▶ _The exercise_
Report every line of the items below that contains the word "chandelier", and copy each of those lines in full.

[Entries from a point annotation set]
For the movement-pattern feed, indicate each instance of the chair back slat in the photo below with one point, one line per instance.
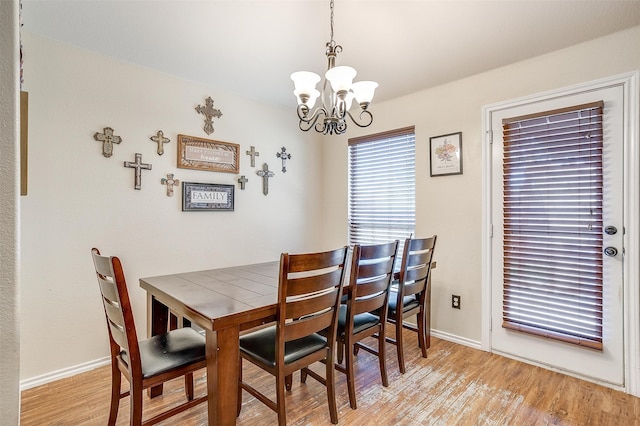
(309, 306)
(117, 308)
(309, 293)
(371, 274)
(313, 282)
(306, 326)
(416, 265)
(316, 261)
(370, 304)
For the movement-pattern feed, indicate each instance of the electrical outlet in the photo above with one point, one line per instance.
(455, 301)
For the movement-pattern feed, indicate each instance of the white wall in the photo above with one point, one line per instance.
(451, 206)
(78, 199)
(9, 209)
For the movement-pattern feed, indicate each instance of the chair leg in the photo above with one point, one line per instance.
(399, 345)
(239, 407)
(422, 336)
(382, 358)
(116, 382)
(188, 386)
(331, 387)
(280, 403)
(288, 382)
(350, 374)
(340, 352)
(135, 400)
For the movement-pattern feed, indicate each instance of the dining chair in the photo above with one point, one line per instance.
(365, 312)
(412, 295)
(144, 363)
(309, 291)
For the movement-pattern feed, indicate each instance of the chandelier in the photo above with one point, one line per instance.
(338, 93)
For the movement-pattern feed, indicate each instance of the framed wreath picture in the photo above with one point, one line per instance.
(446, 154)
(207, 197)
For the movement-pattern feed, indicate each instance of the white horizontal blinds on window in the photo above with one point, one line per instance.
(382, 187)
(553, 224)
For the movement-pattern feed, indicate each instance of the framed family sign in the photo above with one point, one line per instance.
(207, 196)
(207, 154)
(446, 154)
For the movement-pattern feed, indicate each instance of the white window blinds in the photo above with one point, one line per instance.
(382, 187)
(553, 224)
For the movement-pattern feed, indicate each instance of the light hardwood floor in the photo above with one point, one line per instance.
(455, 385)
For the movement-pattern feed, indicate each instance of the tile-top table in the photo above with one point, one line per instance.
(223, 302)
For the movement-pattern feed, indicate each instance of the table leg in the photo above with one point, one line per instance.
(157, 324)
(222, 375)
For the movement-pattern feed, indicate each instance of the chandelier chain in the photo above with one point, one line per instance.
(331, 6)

...

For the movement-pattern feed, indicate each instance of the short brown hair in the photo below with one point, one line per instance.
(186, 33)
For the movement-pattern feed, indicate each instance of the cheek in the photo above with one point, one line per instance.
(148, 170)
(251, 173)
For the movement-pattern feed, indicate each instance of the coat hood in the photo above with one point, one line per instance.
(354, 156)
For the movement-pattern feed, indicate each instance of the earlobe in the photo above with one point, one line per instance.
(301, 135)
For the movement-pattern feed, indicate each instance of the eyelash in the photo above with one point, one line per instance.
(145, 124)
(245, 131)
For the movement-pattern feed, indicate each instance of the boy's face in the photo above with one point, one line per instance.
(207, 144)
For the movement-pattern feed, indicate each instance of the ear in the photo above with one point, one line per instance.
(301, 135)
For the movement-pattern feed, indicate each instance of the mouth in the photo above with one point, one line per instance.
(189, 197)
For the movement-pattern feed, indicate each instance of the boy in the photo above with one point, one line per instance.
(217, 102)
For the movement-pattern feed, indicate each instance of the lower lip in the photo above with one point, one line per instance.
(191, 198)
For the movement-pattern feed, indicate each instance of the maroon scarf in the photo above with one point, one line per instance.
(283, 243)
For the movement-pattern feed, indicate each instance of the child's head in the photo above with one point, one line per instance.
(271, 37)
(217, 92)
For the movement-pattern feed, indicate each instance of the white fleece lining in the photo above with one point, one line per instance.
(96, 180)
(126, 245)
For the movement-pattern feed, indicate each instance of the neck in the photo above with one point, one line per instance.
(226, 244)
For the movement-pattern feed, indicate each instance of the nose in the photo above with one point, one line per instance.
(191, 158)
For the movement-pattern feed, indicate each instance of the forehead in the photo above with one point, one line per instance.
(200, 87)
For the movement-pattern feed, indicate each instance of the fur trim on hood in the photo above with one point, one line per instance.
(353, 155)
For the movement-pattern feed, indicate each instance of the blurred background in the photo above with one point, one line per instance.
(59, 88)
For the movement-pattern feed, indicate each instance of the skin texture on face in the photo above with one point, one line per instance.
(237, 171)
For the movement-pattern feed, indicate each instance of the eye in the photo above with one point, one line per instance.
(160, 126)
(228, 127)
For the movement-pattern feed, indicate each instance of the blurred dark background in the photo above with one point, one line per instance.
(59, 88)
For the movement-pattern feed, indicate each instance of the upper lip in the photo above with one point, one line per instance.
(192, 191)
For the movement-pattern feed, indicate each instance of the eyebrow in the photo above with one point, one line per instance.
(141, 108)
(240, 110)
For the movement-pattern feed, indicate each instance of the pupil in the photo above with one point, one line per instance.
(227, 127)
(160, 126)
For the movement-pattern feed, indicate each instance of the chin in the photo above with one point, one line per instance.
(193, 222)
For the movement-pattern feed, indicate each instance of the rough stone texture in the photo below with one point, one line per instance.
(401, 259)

==

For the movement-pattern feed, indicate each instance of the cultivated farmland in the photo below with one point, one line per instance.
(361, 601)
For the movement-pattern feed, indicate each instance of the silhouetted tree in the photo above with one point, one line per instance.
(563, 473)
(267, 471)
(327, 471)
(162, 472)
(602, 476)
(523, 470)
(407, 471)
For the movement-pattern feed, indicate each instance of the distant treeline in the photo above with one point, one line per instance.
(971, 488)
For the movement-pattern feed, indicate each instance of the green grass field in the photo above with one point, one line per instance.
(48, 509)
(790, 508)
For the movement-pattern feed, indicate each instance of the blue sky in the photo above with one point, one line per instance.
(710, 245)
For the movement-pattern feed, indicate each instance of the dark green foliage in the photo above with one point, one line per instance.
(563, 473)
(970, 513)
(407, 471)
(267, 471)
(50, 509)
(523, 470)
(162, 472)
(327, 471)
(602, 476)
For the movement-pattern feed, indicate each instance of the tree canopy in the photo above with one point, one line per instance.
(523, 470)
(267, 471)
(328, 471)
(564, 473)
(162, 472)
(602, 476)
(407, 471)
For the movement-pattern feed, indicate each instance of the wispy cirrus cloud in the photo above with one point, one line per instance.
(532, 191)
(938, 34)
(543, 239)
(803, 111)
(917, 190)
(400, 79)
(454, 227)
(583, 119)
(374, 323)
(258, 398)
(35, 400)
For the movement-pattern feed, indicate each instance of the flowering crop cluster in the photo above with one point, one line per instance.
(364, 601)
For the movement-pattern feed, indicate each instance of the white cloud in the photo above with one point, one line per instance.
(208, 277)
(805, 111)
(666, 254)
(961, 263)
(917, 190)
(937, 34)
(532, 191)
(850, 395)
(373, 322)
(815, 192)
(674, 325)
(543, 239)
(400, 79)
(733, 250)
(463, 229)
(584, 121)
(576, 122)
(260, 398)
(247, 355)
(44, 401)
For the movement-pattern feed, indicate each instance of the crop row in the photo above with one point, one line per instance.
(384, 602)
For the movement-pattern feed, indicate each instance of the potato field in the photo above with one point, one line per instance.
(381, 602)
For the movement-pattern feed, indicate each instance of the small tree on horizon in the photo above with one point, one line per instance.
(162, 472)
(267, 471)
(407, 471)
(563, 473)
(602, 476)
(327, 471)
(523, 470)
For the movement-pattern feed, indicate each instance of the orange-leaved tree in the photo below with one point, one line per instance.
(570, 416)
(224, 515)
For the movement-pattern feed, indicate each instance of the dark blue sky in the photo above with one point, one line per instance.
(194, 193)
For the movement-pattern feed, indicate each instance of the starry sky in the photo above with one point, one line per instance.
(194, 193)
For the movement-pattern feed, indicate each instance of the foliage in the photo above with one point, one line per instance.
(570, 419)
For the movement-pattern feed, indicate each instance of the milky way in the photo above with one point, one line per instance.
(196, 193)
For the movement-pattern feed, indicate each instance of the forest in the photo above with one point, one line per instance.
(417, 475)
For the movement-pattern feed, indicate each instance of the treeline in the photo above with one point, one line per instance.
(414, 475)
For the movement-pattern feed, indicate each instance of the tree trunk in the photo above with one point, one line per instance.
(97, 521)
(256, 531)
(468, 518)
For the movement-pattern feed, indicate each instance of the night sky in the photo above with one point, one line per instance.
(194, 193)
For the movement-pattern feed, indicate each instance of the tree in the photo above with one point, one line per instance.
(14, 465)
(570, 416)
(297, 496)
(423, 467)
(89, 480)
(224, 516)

▶ _Task answer_
For the movement-pattern feed, indicate each instance of the chandelier in the photo above with one point, one line per instance.
For the movement-pattern feed, indicate each instance of the chandelier chain in the photo above with one point, one line per instance.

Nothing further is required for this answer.